─── Records shown
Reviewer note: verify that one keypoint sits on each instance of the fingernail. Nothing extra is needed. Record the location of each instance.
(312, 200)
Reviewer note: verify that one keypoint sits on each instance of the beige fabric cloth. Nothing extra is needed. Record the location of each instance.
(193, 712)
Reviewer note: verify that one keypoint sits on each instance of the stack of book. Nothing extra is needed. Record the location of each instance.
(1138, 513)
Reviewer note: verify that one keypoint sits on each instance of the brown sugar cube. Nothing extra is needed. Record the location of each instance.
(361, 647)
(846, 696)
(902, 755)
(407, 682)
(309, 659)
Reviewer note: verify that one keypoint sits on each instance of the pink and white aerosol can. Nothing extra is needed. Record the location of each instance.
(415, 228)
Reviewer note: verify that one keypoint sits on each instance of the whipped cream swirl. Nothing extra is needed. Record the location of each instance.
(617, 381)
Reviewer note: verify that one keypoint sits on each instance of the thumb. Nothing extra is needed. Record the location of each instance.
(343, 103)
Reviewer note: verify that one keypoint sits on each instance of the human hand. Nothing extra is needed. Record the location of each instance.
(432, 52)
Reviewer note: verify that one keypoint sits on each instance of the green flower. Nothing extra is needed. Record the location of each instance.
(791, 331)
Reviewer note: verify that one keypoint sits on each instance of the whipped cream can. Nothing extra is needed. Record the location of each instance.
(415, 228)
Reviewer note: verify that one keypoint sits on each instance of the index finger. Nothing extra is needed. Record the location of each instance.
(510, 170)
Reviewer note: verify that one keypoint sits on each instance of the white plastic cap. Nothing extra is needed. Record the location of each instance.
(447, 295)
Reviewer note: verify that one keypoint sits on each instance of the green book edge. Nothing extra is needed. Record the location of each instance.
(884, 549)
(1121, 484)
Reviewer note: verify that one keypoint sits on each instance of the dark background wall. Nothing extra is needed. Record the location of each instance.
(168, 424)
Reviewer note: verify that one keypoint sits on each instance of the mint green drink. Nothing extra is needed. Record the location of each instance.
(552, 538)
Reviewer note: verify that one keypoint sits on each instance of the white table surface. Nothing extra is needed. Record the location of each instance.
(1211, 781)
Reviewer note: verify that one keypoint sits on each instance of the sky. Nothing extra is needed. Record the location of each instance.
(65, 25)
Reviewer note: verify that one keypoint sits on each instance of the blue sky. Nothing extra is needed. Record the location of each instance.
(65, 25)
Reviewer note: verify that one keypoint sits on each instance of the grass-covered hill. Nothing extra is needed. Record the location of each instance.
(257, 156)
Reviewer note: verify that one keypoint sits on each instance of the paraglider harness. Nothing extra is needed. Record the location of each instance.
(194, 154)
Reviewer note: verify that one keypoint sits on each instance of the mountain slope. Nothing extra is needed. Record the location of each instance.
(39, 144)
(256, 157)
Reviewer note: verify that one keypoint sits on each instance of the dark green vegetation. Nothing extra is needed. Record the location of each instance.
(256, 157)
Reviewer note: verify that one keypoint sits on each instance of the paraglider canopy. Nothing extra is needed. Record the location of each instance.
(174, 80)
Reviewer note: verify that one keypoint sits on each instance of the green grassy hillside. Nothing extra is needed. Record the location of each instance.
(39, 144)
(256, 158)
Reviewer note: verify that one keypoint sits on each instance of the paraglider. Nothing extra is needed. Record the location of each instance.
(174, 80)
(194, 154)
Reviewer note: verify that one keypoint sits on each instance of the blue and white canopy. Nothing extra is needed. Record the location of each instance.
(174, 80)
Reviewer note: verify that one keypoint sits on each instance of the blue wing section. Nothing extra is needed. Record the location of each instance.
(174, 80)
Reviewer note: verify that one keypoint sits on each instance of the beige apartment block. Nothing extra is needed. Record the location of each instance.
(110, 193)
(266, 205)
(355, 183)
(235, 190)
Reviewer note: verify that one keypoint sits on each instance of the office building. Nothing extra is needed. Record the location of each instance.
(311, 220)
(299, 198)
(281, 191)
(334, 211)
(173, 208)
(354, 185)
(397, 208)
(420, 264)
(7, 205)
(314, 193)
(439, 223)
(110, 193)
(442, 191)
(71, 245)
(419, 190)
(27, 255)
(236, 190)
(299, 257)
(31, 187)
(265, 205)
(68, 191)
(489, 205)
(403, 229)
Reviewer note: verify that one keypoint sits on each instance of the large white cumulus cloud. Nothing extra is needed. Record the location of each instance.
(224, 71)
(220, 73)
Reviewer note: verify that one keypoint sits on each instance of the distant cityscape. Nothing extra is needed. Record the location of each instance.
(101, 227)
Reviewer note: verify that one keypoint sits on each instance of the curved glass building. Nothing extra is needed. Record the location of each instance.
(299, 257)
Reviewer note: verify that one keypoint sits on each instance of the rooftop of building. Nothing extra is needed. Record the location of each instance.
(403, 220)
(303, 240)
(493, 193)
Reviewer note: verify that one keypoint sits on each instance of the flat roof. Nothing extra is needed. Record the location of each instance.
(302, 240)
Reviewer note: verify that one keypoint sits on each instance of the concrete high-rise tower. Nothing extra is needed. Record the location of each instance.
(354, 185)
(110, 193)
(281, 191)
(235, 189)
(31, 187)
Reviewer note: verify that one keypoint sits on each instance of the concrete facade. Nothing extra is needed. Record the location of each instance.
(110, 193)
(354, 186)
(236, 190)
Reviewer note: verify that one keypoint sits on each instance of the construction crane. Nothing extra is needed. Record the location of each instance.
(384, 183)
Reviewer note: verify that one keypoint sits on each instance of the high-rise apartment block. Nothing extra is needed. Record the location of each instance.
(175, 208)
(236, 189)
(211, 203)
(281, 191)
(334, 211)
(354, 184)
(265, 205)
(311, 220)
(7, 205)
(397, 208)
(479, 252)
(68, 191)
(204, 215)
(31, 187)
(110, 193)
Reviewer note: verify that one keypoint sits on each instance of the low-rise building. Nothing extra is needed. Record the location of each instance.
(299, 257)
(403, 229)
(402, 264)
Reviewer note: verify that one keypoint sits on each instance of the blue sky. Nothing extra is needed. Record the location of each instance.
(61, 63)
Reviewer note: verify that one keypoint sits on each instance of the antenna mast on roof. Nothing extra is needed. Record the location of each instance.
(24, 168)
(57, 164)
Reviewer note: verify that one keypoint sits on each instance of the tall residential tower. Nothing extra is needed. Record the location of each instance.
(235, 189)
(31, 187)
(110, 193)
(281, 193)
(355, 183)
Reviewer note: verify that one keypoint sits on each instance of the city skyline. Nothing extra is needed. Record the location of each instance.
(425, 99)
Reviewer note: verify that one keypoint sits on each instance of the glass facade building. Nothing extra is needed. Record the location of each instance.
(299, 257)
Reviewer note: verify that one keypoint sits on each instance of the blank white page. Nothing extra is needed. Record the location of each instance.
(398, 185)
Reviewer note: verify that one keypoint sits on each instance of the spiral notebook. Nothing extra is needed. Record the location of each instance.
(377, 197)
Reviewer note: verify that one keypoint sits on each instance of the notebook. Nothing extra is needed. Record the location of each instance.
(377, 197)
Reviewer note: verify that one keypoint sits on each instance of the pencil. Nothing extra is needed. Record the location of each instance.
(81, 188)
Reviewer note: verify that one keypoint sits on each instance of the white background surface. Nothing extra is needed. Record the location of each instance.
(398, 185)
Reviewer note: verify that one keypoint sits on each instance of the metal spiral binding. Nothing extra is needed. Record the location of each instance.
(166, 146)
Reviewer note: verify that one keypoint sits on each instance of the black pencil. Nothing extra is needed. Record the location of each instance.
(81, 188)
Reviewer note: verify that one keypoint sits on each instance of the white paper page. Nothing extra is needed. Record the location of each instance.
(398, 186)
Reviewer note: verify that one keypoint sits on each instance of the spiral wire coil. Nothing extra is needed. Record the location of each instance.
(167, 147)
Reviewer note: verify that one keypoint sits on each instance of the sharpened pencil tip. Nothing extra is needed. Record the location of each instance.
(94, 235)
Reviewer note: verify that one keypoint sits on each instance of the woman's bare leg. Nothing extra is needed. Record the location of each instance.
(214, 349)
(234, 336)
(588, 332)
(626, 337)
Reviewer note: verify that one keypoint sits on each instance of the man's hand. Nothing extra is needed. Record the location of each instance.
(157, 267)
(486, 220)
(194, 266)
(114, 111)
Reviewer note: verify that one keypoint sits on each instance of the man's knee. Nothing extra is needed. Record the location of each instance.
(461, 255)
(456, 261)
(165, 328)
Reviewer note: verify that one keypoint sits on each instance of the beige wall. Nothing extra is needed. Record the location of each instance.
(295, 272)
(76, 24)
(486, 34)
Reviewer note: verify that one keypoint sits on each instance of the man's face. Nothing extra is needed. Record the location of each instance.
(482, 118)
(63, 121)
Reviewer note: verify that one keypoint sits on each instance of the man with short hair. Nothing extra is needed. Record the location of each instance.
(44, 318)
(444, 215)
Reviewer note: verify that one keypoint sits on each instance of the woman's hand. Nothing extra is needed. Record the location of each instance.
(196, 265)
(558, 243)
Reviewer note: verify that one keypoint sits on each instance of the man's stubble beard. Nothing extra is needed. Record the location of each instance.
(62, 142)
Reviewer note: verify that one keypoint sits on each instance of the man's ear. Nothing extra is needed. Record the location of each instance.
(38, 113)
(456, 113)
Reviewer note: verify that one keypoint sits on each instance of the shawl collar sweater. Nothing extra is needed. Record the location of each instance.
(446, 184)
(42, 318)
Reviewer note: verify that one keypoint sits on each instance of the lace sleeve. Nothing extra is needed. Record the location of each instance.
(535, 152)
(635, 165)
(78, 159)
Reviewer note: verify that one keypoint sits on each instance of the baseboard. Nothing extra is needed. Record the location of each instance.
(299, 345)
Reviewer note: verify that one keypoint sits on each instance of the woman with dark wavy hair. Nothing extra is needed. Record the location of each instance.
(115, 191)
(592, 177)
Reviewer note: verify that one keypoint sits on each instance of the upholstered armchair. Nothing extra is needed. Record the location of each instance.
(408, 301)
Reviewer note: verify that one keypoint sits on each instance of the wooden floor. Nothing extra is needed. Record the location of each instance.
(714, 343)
──────
Goal: From the line holding "of the baseboard." through the last line above, reproduce each line exactly and add nothing.

Finished answer:
Reviewer note: verify that one keypoint sits on each instance of the baseboard. Nothing extra is needed. Record the location of each instance.
(299, 345)
Reviewer note: verify that one keypoint sits on each instance of the woman with dark wavy hair. Nothing extra is needed. Record the location of each instance.
(115, 191)
(592, 177)
Reviewer note: verify that one keypoint sits on each instance of the upholstered armchair. Nothing extra is needed. Record the location of each instance.
(408, 301)
Reviewer note: verify that one keypoint sits on each instance of the wooden floor. Nothing extra is needed. Record the location of each instance.
(714, 343)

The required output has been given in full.